** Your objective **
Return every one of the following items unchanged, word for word.

++++++++++++++++++++

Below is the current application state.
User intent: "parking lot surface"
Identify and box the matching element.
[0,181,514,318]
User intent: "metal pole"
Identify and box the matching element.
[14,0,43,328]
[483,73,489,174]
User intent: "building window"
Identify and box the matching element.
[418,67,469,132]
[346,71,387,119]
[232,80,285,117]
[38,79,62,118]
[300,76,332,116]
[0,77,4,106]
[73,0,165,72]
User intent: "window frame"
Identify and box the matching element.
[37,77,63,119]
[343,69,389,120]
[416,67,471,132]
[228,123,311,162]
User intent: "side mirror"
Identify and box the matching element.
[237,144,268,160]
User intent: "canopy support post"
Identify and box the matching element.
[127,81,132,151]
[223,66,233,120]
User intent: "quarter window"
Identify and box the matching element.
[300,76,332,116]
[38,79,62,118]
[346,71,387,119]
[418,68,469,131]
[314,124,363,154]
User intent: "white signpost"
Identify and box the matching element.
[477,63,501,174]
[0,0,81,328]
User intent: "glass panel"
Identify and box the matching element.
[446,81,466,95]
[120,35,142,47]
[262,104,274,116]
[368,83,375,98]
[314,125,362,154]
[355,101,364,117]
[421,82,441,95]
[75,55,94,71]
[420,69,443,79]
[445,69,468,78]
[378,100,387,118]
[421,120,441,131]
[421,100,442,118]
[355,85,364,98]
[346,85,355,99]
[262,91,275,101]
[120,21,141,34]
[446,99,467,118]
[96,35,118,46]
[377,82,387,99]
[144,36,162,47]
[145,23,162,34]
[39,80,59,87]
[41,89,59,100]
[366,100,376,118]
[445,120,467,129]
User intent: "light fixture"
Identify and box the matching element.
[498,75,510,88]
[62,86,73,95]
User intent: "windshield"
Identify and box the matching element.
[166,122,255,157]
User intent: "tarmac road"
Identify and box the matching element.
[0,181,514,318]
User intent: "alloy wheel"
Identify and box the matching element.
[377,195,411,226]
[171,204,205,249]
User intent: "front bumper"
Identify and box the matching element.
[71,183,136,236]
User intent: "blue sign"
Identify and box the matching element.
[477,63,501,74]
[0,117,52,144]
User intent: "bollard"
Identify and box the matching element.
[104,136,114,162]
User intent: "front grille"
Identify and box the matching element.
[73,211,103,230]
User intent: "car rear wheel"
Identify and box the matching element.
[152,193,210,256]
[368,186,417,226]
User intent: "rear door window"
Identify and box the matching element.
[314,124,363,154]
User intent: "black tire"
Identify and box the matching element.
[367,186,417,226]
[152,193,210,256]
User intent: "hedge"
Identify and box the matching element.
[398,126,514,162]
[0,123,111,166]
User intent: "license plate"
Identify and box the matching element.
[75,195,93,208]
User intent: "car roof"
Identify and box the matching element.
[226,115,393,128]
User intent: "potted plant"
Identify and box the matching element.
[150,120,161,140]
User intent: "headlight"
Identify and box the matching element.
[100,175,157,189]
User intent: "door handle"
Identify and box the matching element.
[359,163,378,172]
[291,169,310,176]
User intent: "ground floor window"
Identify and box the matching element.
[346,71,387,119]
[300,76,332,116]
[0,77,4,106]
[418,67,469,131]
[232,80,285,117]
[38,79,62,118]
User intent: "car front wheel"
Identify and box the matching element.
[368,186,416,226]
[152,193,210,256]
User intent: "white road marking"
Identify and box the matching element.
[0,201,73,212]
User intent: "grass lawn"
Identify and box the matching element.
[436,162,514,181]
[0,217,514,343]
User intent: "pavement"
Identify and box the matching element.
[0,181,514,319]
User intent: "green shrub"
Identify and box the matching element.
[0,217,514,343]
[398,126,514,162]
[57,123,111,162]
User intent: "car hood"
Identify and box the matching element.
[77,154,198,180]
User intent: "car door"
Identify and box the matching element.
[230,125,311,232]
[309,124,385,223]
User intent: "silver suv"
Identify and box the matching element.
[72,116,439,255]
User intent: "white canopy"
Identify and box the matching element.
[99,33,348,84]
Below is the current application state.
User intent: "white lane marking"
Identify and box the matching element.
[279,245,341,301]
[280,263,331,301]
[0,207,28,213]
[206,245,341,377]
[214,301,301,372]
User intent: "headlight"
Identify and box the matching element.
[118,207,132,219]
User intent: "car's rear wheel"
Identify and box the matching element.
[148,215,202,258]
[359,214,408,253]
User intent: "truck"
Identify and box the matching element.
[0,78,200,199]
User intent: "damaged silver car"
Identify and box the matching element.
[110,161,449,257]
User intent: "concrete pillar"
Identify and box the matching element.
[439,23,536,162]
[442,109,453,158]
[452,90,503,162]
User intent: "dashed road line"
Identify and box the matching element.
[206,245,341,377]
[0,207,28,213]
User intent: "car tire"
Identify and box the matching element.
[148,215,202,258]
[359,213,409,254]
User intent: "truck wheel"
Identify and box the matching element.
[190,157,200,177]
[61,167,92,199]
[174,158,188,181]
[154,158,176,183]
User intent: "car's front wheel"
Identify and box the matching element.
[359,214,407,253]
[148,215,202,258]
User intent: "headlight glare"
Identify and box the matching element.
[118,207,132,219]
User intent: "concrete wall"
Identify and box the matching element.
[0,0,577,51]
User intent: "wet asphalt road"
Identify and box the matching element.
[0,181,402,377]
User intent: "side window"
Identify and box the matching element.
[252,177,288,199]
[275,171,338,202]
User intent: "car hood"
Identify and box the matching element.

++++++++++++++++++++

** Finished task **
Below is the current application state.
User intent: "parking lot surface"
Identify and box the matching element.
[0,181,514,318]
User intent: "metal pole"
Identify and box the matching element.
[14,0,43,328]
[483,73,489,174]
User intent: "building window"
Identify and box the matching element.
[418,67,469,132]
[346,71,387,119]
[232,80,285,117]
[38,79,62,118]
[300,76,332,116]
[0,77,4,106]
[73,0,165,72]
User intent: "window frame"
Identify and box the matching element.
[37,77,63,119]
[343,69,389,120]
[416,67,471,132]
[228,123,311,162]
User intent: "side mirror"
Identify and box the matching element.
[237,144,268,160]
User intent: "canopy support post"
Identify and box the matching element.
[127,81,132,151]
[223,66,233,120]
User intent: "quarter window"
Identify and box the matching element.
[300,76,332,116]
[38,79,62,118]
[346,71,387,119]
[418,68,469,131]
[314,124,363,154]
User intent: "white signpost"
Identify and box the matching element.
[477,63,501,174]
[0,0,81,328]
User intent: "glass panel"
Identify and box the matching element.
[446,81,466,95]
[120,35,142,47]
[262,104,274,116]
[368,83,375,98]
[314,125,362,154]
[355,101,364,117]
[421,82,441,95]
[75,55,94,71]
[420,69,443,79]
[445,69,468,78]
[378,100,387,118]
[421,120,441,131]
[421,100,442,118]
[355,85,364,98]
[346,85,355,99]
[262,91,275,101]
[120,21,141,34]
[446,99,467,118]
[96,35,118,46]
[377,82,387,99]
[144,36,162,47]
[145,23,162,34]
[39,80,59,87]
[41,89,59,100]
[366,100,376,118]
[445,120,467,129]
User intent: "light fixture"
Identify and box the matching element.
[498,75,510,88]
[62,86,73,95]
User intent: "windshield"
Identify and box the matching element.
[166,122,255,157]
User intent: "tarmac road"
Identify and box the matching element.
[0,181,514,318]
User intent: "alloy wheel"
Identify and box the matching element.
[377,195,411,226]
[171,204,205,249]
User intent: "front bumper"
Identify and box the matching element.
[71,183,136,236]
User intent: "blue sign"
Identify and box the matching element.
[477,63,501,74]
[0,117,52,144]
User intent: "bollard"
Identify and box the matching element.
[104,136,114,162]
User intent: "front grille"
Identify and box the matching element.
[73,211,103,230]
User intent: "car rear wheel"
Identify and box the matching element.
[152,193,210,256]
[368,186,417,226]
User intent: "rear door window"
Identify and box the matching element.
[314,124,363,154]
User intent: "black tire"
Identify and box the matching element.
[367,186,417,226]
[152,193,210,256]
User intent: "hedge"
Identify and box the matching element.
[398,126,514,162]
[0,123,111,166]
User intent: "license plate"
Identify and box the matching element.
[75,195,93,208]
User intent: "car roof"
Identify and box the matching element.
[226,115,393,128]
User intent: "potted plant"
Identify and box the matching element.
[150,120,161,140]
User intent: "headlight"
Identify and box the matching element.
[100,175,157,189]
User intent: "door handle"
Identify and box the matching element.
[359,163,378,172]
[291,169,310,176]
User intent: "ground floor window"
Identify and box the matching element.
[346,71,387,119]
[300,76,332,116]
[0,77,4,106]
[418,67,469,131]
[232,80,285,117]
[38,79,62,118]
User intent: "car front wheel"
Identify and box the matching element.
[368,186,416,226]
[152,193,210,256]
User intent: "white road marking"
Identify and box the matching element.
[0,201,73,212]
User intent: "grass lawn"
Identify and box the matching element.
[436,162,514,181]
[0,217,514,343]
User intent: "pavement"
Identify and box the matching element.
[0,181,514,319]
User intent: "green shrub"
Identify and box the matching element.
[0,217,514,343]
[398,126,514,162]
[57,123,111,162]
User intent: "car hood"
Identify and box the matching element.
[77,154,198,180]
User intent: "car door"
Identify and box the matching element.
[230,125,311,232]
[309,124,385,223]
User intent: "silver suv"
Identify and box the matching element.
[72,116,439,255]
User intent: "white canopy"
Identify and box the matching element.
[99,33,348,84]
Below is the current application state.
User intent: "white lane marking"
Identify and box the matching element.
[279,245,341,301]
[280,263,331,301]
[0,207,28,213]
[206,245,341,377]
[214,301,301,372]
User intent: "headlight"
Identify and box the matching element.
[118,207,132,219]
User intent: "car's rear wheel"
Identify and box the matching element.
[148,215,202,258]
[359,214,408,253]
User intent: "truck"
Identify and box the matching element.
[0,78,200,199]
User intent: "damaged silver car"
Identify and box the matching element.
[110,161,449,257]
User intent: "concrete pillar"
Identify and box the matching element.
[439,23,536,162]
[442,109,453,158]
[452,90,503,162]
User intent: "dashed road line"
Identify and box the matching element.
[206,245,341,377]
[0,207,28,213]
User intent: "car tire"
Identify and box the matching element.
[148,215,202,258]
[359,213,409,254]
User intent: "truck wheel"
Identify and box the matching element.
[190,157,200,177]
[61,167,92,199]
[174,158,188,181]
[154,158,176,183]
User intent: "car's front wheel"
Identify and box the matching element.
[359,214,407,253]
[148,215,202,258]
User intent: "headlight glare"
Identify and box the matching element.
[118,207,132,219]
User intent: "concrete wall"
Identify and box the matching element.
[0,0,577,51]
User intent: "wet asphalt road"
Identify and box the matching element.
[0,181,402,377]
User intent: "side window"
Identify and box the matching element.
[252,177,288,199]
[275,171,338,202]
User intent: "car hood"
Identify and box the matching element.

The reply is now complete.